DIRECTIONS:
From the post on sequence coding below, reproduce word for word the part that opens with the words "Posted to dev@opennlp.apache.org" and closes with "in both components.".

TEXT PASSAGE:
========

You are viewing a plain text version of this content. The canonical link for it is here.
Posted to dev@opennlp.apache.org by Jörn Kottmann <ko...@gmail.com> on 2014/02/19 11:01:41 UTC

Sequence coding

Hi all,

the chunker and name finder both use IOB2 sequence coding. The logic
to do that is hard coded in both components.

I would like to suggest that we introduce a SequenceCodec interface to 
abstract
this code and make it replaceable with different sequence codecs.
This will allow us to reuse the sequence codec in both components, and 
make it
replaceable with other sequence codecs such as BILOU.

On my NER test datasets the F-Measure went up or down by around 1% depending
on the machine learner and data set with BILOU coding compared to IOB2 
coding.

I didn't do any testing in the chunker.

========

INFORMATION GIVEN:

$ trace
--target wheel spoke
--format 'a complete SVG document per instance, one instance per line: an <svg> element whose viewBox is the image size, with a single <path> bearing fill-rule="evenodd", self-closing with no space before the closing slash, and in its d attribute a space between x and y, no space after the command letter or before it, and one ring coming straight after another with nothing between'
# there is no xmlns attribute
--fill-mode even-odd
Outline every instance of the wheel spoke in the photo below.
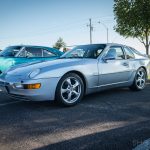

========

PROBLEM SOLUTION:
Posted to dev@opennlp.apache.org by Jörn Kottmann <ko...@gmail.com> on 2014/02/19 11:01:41 UTC

Sequence coding

Hi all,

the chunker and name finder both use IOB2 sequence coding. The logic
to do that is hard coded in both components.